Nevertheless, maritime courts do not deal with a significant number of maritime-related matters, including drugs, pollution, personal injuries and customs fines, which are assigned to criminal, environmental and taxation courts.

ii Arbitration and ADR

The Centre for Commercial Conciliation and Arbitration (CEDCA) and the Chamber of Commerce, Industry and Services of Caracas through its Arbitration Centre both have proven experience in arbitration. The procedures are conducted in accordance with the rules set up by each arbitration centre; in the absence of rules, the procedure specified in the Law for Commercial Arbitration enacted in 1998 should apply. Few cases on maritime matters referred to conciliation or arbitration are known in the domestic forum; however, one notable decision is an interim measure by way of arrest granted by CEDCA, allowing the mortgagee (a bank) to enter in possession and exploitation of the vessel because of default in payment by the mortgagor, pursuant to Article 141 of the Law on Maritime Commerce (CEDCA, File No. 070-12). On assessment of the facts and the solvency of the petitioner, arbitrators agreed to place the ship in the possession of the mortgagee without requesting any guarantee, but holding the bank responsible for the damages that the measure might cause to the defendants or third parties.

iii Enforcement of foreign judgments and arbitral awards

Foreign judgments are only enforceable in Venezuela after obtaining an exequatur from the Supreme Court of Justice, pursuant to the provisions of the Code for Civil Procedure (Article 850). Nevertheless, an exequatur may be denied pursuant to Article 851, for instance, if the judgment deprives domestic courts of jurisdiction or if it falls within one of the scenarios provided for by the civil procedural rules, such as a judgment contrary to public policy or one resulting from proceedings that have not been properly served to the defendant or one where his or her right to defence was not guaranteed.

With regard to arbitral awards, Venezuela is a signatory to the Convention on the Recognition and Enforcement of Foreign Arbitral Awards 1958 (the New York Convention) (since 1994) and the Commercial Arbitration Law (published in the Official Gazette Extraordinary No. 36,430 of 7 April 1998), of which Article 48 allows the execution of a final arbitration award before the competent court of first instance, wherever it is issued, without requiring an exequatur.

Shipping contracts

i Shipbuilding

No significant shipbuilding takes place in Venezuela; the existing shipyards are mainly involved with maintenance and repairs. However, at one time, the PdVSA embarked on an expansion of its fleet by entering into strategic associations with Japan, China and South Korea for the construction of Suezmax and Aframax vessels and very large crude carriers. Some agreements were also concluded with Spain, Brazil and Argentina. Unfortunately, these agreements either have not been properly executed or have not materialised. The Navy did the same with Spain. In these cases, financing was granted by foreign governments and bankers in the context of the agreements.

_TASK SET_:
• a. In the excerpt on Venezuelan maritime law, do these statements agree with the text? (i) Foreign judgments can be enforced in Venezuela only after an exequatur is obtained from the Supreme Court of Justice. (ii) In the CEDCA case, the arbitrators required the bank to provide a guarantee before placing the ship in its possession. (iii) Venezuela's existing shipyards are mainly devoted to building new vessels. For each, answer yes or no and quote the words that decide it.
• b. Can you continue the excerpt on Venezuelan maritime law, starting right after its final sentence?
The material that comes next stands apart from the excerpt on Venezuelan maritime law.

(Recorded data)
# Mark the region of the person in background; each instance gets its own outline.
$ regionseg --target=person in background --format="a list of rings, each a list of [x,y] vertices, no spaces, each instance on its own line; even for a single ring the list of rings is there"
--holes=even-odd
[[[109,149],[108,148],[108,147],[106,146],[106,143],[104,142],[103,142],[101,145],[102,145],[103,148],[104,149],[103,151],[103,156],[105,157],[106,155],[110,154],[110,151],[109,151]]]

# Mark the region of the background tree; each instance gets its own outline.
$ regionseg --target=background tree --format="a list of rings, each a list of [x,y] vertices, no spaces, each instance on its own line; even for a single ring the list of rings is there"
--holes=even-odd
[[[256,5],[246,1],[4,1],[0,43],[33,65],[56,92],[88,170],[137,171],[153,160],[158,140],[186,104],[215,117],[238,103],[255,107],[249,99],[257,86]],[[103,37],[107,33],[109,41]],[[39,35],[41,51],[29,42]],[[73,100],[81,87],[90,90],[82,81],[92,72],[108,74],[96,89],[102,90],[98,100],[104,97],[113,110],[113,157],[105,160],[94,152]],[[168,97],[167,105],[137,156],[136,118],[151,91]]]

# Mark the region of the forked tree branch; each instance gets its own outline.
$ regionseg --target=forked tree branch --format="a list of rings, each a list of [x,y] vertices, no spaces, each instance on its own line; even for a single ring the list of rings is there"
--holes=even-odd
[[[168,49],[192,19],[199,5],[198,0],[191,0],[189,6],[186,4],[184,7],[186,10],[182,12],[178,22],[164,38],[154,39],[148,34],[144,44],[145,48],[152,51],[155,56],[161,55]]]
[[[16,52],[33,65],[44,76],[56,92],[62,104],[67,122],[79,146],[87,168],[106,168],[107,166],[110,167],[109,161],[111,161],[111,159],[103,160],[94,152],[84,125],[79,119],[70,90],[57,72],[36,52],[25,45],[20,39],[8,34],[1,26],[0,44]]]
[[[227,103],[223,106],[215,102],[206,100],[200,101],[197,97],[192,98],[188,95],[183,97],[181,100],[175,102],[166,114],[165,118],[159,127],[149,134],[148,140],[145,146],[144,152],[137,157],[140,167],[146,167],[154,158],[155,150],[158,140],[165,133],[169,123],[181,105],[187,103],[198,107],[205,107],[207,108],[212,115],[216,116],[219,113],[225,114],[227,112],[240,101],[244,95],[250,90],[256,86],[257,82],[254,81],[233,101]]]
...
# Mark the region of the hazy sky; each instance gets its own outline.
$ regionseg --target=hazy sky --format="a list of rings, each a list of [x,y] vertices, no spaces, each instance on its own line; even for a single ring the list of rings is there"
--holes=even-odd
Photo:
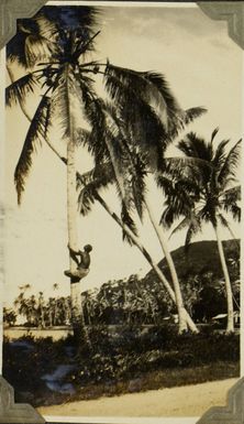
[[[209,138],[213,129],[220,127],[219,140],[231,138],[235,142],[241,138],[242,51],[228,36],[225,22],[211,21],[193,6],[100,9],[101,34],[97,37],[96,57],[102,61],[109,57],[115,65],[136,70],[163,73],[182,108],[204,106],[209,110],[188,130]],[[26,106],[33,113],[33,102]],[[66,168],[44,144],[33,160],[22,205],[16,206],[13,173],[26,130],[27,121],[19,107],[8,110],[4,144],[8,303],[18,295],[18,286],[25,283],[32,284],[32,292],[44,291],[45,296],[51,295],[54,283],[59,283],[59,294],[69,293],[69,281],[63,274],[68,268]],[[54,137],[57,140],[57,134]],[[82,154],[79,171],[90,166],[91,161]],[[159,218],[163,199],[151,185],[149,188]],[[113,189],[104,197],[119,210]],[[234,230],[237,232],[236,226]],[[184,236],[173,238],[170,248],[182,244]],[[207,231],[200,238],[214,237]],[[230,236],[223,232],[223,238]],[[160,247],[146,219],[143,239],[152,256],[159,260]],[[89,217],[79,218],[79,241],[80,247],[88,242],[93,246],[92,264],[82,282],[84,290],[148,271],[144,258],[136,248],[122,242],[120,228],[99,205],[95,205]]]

_ANSWERS TO THE EXERCISES_:
• a.
(i) Yes: "Foreign judgments are only enforceable in Venezuela after obtaining an exequatur from the Supreme Court of Justice"
(ii) No: "arbitrators agreed to place the ship in the possession of the mortgagee without requesting any guarantee"
(iii) No: "the existing shipyards are mainly involved with maintenance and repairs"

• b.
ii Contracts of carriage

Venezuela is not a signatory of the International Convention for the Unification of Certain Rules of Law relating to Bills of Lading 1924 (the Hague Rules), the Protocol to amend the International Convention for the Unification of Certain Rules of Law Relating to Bills of Lading 1968 (the Hague-Visby Rules) or the UN Convention on the Carriage of Goods by Sea 1978 (the Hamburg Rules). Instead, the Law on Maritime Commerce adopts a mixed regime for the regulation of the carriage of goods by water, making it clear that these provisions shall apply whatever the nationality of the ship, carrier, actual carrier, shipper, consignee or any other interested person. However, these provisions do not apply to charter parties, unless a bill of lading is issued pursuant to a charter party that governs the relationship between a carrier and a holder of a bill of lading that is not the charterer. It follows that any shipment to or from Venezuela under liner traffic will be subject to these provisions in terms of, inter alia, liability regime, exoneration from and limitation of liability and time bar, irrespective of the nationality of the ship, being cargo claims under jurisdiction of the domestic maritime courts, whether the goods are moved in international trade or cabotage.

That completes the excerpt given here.